◆ Task description
As you print the data below, keep every line exactly as it is and leave the images behind.

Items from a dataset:
■ ■ ■ ■
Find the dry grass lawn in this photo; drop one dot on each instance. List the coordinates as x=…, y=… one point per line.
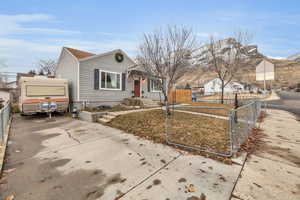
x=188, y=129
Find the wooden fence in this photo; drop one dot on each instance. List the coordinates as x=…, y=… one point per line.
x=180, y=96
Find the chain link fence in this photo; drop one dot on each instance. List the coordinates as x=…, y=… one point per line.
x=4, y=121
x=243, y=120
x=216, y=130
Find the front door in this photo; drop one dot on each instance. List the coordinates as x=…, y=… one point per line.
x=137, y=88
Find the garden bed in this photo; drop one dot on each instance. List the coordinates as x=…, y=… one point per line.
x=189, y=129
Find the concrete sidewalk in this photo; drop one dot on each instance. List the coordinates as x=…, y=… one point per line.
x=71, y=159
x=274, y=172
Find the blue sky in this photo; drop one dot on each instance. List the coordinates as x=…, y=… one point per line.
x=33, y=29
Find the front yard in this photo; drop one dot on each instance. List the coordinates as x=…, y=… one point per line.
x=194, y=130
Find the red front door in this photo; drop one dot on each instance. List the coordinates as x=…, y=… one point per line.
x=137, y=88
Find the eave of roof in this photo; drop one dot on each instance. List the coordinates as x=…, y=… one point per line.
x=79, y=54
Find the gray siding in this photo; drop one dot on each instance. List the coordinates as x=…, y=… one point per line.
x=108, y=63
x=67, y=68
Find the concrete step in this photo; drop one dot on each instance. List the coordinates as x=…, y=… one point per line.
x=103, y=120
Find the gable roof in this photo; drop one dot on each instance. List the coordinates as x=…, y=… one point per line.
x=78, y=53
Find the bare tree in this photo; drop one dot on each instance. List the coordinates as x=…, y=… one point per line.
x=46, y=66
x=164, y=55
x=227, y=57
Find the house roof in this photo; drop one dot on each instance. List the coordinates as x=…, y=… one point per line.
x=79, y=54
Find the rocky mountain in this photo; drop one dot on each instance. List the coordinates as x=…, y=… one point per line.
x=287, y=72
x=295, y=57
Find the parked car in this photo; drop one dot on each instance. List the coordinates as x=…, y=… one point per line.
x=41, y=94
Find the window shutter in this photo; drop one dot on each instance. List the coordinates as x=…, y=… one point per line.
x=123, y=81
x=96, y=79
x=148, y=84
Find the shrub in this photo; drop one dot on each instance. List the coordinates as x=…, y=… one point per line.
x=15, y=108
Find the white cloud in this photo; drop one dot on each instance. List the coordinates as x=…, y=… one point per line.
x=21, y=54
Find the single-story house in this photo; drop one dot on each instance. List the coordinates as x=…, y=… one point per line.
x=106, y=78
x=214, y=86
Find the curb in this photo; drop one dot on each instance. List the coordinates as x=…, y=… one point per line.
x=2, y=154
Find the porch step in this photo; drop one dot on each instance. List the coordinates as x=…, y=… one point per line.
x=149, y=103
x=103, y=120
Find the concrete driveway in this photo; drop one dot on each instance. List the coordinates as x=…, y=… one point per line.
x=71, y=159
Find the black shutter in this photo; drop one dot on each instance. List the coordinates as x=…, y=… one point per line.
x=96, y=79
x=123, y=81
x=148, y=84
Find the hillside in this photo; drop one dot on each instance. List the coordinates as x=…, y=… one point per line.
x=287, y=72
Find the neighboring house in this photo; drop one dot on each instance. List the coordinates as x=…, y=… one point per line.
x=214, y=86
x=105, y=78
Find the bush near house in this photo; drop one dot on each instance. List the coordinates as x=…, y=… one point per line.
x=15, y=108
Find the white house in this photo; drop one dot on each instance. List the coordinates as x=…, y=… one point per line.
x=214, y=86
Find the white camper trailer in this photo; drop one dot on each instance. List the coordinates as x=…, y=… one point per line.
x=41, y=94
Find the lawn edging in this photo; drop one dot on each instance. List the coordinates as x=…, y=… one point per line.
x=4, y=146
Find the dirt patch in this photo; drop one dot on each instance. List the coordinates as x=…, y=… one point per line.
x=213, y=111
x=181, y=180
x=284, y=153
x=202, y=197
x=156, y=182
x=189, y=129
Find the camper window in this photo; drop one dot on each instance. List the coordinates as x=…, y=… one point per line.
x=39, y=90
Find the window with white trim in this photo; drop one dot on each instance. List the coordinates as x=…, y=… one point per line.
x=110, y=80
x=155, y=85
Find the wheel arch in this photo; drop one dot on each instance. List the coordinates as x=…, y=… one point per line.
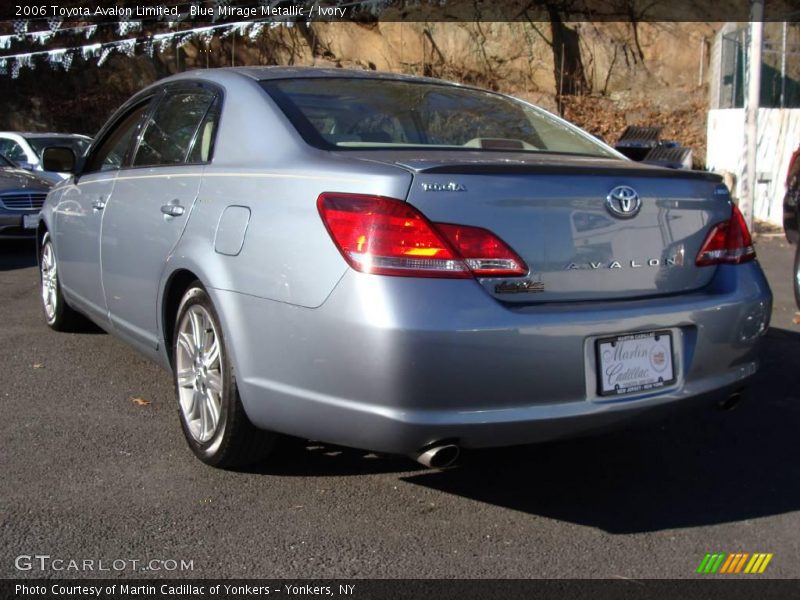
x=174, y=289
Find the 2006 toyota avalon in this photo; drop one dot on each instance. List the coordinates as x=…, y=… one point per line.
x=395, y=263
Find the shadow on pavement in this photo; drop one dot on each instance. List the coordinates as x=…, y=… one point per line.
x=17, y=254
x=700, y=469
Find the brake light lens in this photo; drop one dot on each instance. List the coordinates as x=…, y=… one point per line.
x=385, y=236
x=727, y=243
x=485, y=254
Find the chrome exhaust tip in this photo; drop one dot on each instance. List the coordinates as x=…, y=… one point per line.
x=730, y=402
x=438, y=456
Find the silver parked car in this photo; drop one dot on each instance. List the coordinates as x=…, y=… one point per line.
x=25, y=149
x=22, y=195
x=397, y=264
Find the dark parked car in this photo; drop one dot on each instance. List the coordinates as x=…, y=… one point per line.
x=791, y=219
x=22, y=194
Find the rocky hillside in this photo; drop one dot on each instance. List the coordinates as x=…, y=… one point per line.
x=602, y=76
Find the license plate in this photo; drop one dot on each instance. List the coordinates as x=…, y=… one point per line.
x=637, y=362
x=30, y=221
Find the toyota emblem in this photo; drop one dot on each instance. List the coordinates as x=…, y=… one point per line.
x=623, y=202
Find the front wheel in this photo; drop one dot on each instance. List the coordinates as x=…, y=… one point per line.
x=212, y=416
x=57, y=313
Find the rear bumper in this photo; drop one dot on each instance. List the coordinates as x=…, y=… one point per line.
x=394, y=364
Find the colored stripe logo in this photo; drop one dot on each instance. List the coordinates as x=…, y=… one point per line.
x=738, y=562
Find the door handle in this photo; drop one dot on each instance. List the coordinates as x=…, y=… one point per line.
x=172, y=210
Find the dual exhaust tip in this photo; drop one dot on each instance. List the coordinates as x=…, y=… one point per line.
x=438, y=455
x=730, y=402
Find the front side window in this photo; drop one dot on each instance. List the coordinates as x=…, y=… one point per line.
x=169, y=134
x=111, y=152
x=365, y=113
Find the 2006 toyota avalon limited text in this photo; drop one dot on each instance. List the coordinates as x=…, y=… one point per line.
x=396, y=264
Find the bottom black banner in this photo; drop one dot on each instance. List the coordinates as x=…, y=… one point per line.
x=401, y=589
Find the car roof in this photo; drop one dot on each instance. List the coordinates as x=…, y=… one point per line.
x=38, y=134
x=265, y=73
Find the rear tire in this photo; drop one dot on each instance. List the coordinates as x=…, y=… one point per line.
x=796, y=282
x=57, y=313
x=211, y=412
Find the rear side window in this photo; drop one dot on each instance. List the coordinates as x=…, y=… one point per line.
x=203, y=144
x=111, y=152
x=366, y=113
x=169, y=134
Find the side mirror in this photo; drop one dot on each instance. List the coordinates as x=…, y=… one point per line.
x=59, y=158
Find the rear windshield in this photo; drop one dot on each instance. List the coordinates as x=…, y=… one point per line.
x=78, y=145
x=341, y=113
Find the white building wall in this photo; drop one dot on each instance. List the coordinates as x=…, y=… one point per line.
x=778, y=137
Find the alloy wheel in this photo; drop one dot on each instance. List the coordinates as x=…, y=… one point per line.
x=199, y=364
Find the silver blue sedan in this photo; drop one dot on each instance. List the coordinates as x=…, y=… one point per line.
■ ■ ■ ■
◆ Task solution
Find the dry grass lawn in this photo; drop one dot on each instance. List the coordinates as x=…, y=… one point per line.
x=188, y=129
Find the wooden fence in this photo; drop one dot on each instance. List the coordinates as x=…, y=… one point per line.
x=180, y=96
Find the chain link fence in this photo; drop one dot on each instance. List the coordinates as x=…, y=… one point per line.
x=4, y=121
x=243, y=120
x=216, y=130
Find the front door in this photo; drop one dot on each instance. List the coordinates as x=…, y=… one point per line.
x=137, y=88
Find the garden bed in this photo; drop one dot on each instance. List the coordinates as x=…, y=… one point per line.
x=189, y=129
Find the concrete sidewalk in this photo; drop one dot on each instance. List the coordinates as x=…, y=… one point per line.
x=71, y=159
x=274, y=172
Find the blue sky in this photo; drop one dot on each instance. List the coordinates as x=…, y=… one point per line.
x=33, y=29
Find the front yard in this photo; drop one dot on each instance. List the coordinates as x=…, y=… one point per line.
x=194, y=130
Find the red front door in this photo; drop one dot on each instance. List the coordinates as x=…, y=… one point per line.
x=137, y=88
Find the eave of roof in this photo; drop one dot on each instance. List the coordinates as x=…, y=… one point per line.
x=79, y=54
Find the gray siding in this photo; drop one dot on each instance. List the coordinates as x=…, y=… one point per line.
x=108, y=63
x=67, y=68
Find the concrete step in this photo; drop one dot on each instance. List the coordinates as x=…, y=… one point per line.
x=103, y=120
Find the gable roof in this photo; drop one dot on each instance. List the coordinates as x=…, y=… one point per line.
x=78, y=53
Find the bare tree in this photo; drop one dot on each instance. List the coordinates as x=…, y=… one point per line.
x=46, y=66
x=164, y=55
x=227, y=57
Find the house roof in this photo; drop one dot on each instance. List the coordinates as x=…, y=… one point per line.
x=79, y=54
Find the rocky mountain in this photo; drop one dot on each instance. List the coordinates as x=…, y=… one point per line.
x=287, y=72
x=295, y=57
Find the parked car in this photo; drop one dot on each instance. List the coordinates as x=…, y=… one point per line.
x=41, y=94
Find the window shutter in this photo; drop one dot on each instance. List the coordinates as x=…, y=… one point per line.
x=123, y=81
x=96, y=79
x=148, y=84
Find the shrub in this photo; drop one dot on each instance. List the coordinates as x=…, y=… one point per line.
x=15, y=108
Find the white cloud in this photo; drop one dot on each instance. List the coordinates as x=…, y=… one point per line.
x=21, y=54
Find the single-story house in this photo; drop one dot on each instance. List the coordinates as x=…, y=… one point per line.
x=106, y=78
x=214, y=86
Find the curb in this photo; drop one dot on each instance. List the coordinates as x=…, y=… one point per line.
x=2, y=154
Find the porch step in this photo; drop one dot on each instance. List the coordinates as x=…, y=… one point per line.
x=149, y=103
x=103, y=120
Find the concrete driveway in this photo; drop one dot on each instance. List the coordinates as x=…, y=… one point per line.
x=71, y=159
Find the black shutter in this photo; drop one dot on each instance. List the coordinates as x=…, y=… one point per line.
x=96, y=79
x=123, y=81
x=148, y=84
Find the hillside in this photo; drop one dot on each instance. List the coordinates as x=…, y=… one point per line.
x=287, y=72
Find the neighboring house in this photo; drop one dot on each instance. List the coordinates as x=…, y=… one point per line.
x=214, y=86
x=105, y=78
Find the bush near house in this photo; drop one dot on each instance. List the coordinates as x=…, y=… one point per line.
x=15, y=108
Find the white house in this photo; drop one dot on each instance. List the coordinates as x=…, y=… one point per line.
x=214, y=86
Find the white camper trailer in this photo; drop one dot on each instance. List the coordinates as x=…, y=… one point per line.
x=41, y=94
Find the lawn edging in this photo; drop one dot on each instance. List the coordinates as x=…, y=… one point per line.
x=4, y=146
Find the dirt patch in this photo; drop one dot on each instance. List the coordinates as x=…, y=… one point per line.
x=213, y=111
x=181, y=180
x=284, y=153
x=202, y=197
x=156, y=182
x=189, y=129
Find the camper window in this photo; drop one dot on each instance. List the coordinates as x=…, y=… one point per line.
x=39, y=90
Find the window with white trim in this photo; drop one dot on each instance. List the coordinates as x=…, y=… one point per line.
x=110, y=80
x=155, y=85
Find the wheel arch in this photo; drop one dot on each instance. List the coordinates as x=…, y=… one point per line.
x=174, y=289
Find the 2006 toyota avalon in this photo; drop one dot on each instance. List the coordinates as x=…, y=… one point per line.
x=395, y=263
Find the shadow on pavement in this photo; drop one dot on each instance. List the coordinates as x=…, y=… one point per line.
x=17, y=254
x=700, y=469
Find the brake light lens in this photo; drop one dot on each instance. List the coordinates as x=…, y=… one point per line.
x=385, y=236
x=727, y=243
x=485, y=254
Find the chrome exhaust tip in this photo; drop one dot on each instance. List the coordinates as x=…, y=… one point per line.
x=730, y=402
x=438, y=456
Find the silver parked car in this photo; drop one dot on each instance. List the coordinates as x=…, y=… one point per line.
x=25, y=149
x=22, y=195
x=397, y=264
Find the dark parked car in this photo; drop one dot on each instance. List the coordinates as x=…, y=… one point per line.
x=791, y=219
x=22, y=194
Find the rocky hillside in this photo; drop one dot on each instance. List the coordinates as x=…, y=… one point per line.
x=602, y=76
Find the license plate in this photo; drop one dot on each instance. List the coordinates as x=…, y=… one point per line.
x=637, y=362
x=30, y=221
Find the toyota emblem in this photo; drop one dot on each instance. List the coordinates as x=…, y=… one point per line.
x=623, y=202
Find the front wheel in this photo; drop one dot on each instance. List the coordinates as x=…, y=… one point per line.
x=212, y=416
x=57, y=313
Find the rear bumper in this photo; drop one dot on each instance. List the coordinates as x=…, y=… one point per line.
x=394, y=364
Find the colored stripe logo in this photo; drop one dot on each instance. List the coordinates as x=…, y=… one point per line.
x=738, y=562
Find the door handle in this photo; drop one dot on each instance. List the coordinates as x=…, y=… one point per line.
x=172, y=210
Find the dual exhaust tip in this photo; drop one dot on each instance. List the coordinates as x=…, y=… one point per line.
x=438, y=455
x=730, y=402
Find the front side window in this photo; drop one dot on each instance. List the coordinates as x=…, y=… one point per line.
x=169, y=134
x=111, y=152
x=365, y=113
Find the 2006 toyota avalon limited text in this photo; drop one dot on each instance. List the coordinates as x=…, y=… one point per line.
x=396, y=264
Find the bottom black banner in this photo; drop one dot on each instance. List the coordinates as x=…, y=… one point per line.
x=401, y=589
Find the car roof in this photo; drop one dot on each instance. List the coordinates as x=…, y=… one point per line.
x=38, y=134
x=265, y=73
Find the rear tire in this photo; drop one dot on each instance. List the coordinates as x=…, y=… one point per line.
x=796, y=282
x=57, y=313
x=211, y=412
Find the rear side window in this photo; drop one dot on each instance. List the coordinates as x=…, y=… one point per line.
x=203, y=144
x=111, y=152
x=366, y=113
x=169, y=134
Find the side mirror in this photo; drop one dot on each instance. List the coordinates as x=…, y=… one point per line.
x=59, y=158
Find the rear windshield in this photo; drop one dot on each instance. List the coordinates as x=…, y=… one point per line.
x=78, y=145
x=341, y=113
Find the white building wall in this photo; drop one dot on each instance. List the coordinates as x=…, y=… one point per line.
x=778, y=137
Find the alloy wheel in this photo; drop one dot on each instance. List the coordinates as x=…, y=… one point per line.
x=199, y=364
Find the silver blue sedan in this photo; drop one dot on each instance. List the coordinates as x=…, y=… one point per line.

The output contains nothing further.